• Consigne écrite a: Comptez les lignes des enregistrements qui contiennent le mot « riser ». Indiquez seulement ce nombre.

━━━

En 1994 sortait sur les écrans un film particulièrement niais suggérant que, sur cette merveilleuse terre des Etats Unis d'Amérique, pourvu qu'on ait bon cœur et qu'on respecte les valeurs sacrées de l'oncle Sam, être intellectuellement déficient n'est pas un obstacle pour accéder au bonheur et à la célébrité ; et que d'ailleurs, ceux qui ne se comportent pas bien, le Seigneur les punit (SIDA, etc.). Le rapport avec Callisto ? Eh bien Callisto est le négatif de Forest Gump ; le premier est un chef d’œuvre de dissidence là ou le second n'est qu'un gros navet de propagande (ceux qui se sont laissés séduire au moment de sa sortie peuvent toujours tenter de revisionner la chose). Mais on pardonnera à l'éditeur sa timide tentative de surfer sur le succès du film dans la 4e de couverture.

Voici donc Odell Deefus, un grand et jeune gaillard un peu lent de la cafetière, qui tombe en panne au fin fond du Kansas devant une ferme plus ou moins habitée par un pauvre type qui a tous les défauts de la terre (aux yeux de l'homo americanus) : dealer, pédé et vaguement tenté par la religion musulmane, peut-être rien que pour faire enrager sa tante bigote et brise nouilles. Le décès accidentel de ce jeune paumé va précipiter Odell dans un maelstrom alimenté sans faiblir par la paranoïa aiguë de l'administration étasunienne envers les musulmans, les terroristes, bref, tout ce qui menace les vies innocentes des petits enfants du pays de Dieu et de l'axe du Bien.

━━━

• Consigne écrite b: Poursuivez la critique consacrée à Callisto à partir de l'endroit où elle s'arrête.

[Éléments répertoriés dans un jeu de données]
━━━

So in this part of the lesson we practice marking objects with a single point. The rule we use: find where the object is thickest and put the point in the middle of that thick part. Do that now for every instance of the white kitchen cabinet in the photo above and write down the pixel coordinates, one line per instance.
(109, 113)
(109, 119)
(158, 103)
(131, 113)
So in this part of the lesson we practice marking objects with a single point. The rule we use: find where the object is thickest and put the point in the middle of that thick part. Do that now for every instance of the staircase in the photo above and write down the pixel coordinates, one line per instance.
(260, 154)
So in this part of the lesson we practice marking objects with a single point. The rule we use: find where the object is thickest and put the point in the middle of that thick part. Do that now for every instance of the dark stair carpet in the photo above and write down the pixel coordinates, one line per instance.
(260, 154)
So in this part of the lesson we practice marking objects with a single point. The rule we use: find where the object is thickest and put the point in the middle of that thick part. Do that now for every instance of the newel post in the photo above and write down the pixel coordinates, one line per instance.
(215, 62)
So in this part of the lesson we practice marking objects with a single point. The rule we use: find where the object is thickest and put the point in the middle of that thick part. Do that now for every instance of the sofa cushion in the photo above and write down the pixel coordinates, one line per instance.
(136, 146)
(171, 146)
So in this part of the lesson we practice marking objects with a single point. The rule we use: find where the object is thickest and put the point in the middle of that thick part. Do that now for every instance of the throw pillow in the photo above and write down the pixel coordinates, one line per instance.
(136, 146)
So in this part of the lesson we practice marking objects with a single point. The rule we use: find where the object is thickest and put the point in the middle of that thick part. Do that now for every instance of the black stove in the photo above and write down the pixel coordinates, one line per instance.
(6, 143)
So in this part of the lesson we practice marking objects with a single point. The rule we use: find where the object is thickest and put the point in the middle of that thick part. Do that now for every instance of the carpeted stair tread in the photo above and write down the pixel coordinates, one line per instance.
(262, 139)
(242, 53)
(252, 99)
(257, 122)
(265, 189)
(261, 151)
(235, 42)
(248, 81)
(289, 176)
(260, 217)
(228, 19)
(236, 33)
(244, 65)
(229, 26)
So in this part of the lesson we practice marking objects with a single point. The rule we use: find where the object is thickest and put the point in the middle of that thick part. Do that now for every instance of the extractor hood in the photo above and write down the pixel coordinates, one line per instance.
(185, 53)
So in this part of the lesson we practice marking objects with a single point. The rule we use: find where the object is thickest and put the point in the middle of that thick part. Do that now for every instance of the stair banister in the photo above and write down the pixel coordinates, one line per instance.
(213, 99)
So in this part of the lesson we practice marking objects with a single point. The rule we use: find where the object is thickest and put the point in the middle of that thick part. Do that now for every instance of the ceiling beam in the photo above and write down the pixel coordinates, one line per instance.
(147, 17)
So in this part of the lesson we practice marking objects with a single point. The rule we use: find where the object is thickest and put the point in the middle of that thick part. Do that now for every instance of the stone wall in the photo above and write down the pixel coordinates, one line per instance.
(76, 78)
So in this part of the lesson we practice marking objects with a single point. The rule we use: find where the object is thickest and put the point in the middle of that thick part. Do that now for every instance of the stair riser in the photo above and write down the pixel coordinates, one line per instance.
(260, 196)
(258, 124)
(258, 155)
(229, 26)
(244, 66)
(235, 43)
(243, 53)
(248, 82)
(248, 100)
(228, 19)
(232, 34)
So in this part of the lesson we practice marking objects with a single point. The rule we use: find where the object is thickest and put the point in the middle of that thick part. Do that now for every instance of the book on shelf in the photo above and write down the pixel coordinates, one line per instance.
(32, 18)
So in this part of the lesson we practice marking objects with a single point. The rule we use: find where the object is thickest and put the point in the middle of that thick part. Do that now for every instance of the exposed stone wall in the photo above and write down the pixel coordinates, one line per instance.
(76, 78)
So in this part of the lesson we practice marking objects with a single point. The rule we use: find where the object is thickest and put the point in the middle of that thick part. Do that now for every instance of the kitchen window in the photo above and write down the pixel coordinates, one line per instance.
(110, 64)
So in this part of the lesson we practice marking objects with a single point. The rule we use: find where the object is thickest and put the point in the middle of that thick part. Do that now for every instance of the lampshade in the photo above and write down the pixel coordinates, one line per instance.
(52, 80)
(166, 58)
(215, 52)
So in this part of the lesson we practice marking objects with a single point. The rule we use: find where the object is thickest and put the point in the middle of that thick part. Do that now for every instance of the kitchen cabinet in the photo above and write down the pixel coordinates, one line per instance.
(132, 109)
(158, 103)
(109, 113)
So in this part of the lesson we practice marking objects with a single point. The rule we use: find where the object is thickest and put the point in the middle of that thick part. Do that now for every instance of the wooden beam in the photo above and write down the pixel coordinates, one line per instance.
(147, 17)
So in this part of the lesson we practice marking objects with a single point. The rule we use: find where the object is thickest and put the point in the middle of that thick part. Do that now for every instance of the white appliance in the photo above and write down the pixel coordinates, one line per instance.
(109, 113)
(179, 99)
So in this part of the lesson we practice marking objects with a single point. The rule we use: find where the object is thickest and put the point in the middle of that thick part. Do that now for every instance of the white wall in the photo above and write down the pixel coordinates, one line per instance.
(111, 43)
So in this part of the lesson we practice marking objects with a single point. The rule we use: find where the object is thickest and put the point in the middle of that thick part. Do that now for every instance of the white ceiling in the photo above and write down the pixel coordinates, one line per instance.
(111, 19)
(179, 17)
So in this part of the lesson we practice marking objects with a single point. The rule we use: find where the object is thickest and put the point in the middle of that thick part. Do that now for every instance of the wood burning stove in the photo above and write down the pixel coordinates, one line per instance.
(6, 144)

━━━

• Résultat a: 1

• Résultat b:
On sourit, on rit, puis alors, vers la fin, plus du tout. Les voies d'Odell le simplet, manipulé (beaucoup) et manipulateur (si peu), sont de moins en moins carrossables. Des flics corrompus, une gardienne de prison dealeuse, une bande d'évangélistes charismatiques prêts à tout pour pousser à la présidence un sénateur fascisant plus vrai que nature, un FBI qui ne se pose pas trop de questions, un drôle d'agent gouvernemental aussi jovial qu'invisible... les écueils se resserrent autour d'Odell ; il est alors déporté inconito dans une étrange base militaire sous des latitudes caniculaires où on lui donne dès son arrivée une combinaison orange, où on lui signifie très vite qu'en qualité de terroriste et d'ennemi du bien, il a perdu tout droit à être traité comme une personne humaine : il devient alors, entre les mains des bienfaiteurs de l'humanité en treillis, une chose innommable qu'il est bon d'humilier, de souiller, de rouer de coups la tête dans un sac, de torturer de mille autres façons. Rassurez-vous, Odell va s'en sortir.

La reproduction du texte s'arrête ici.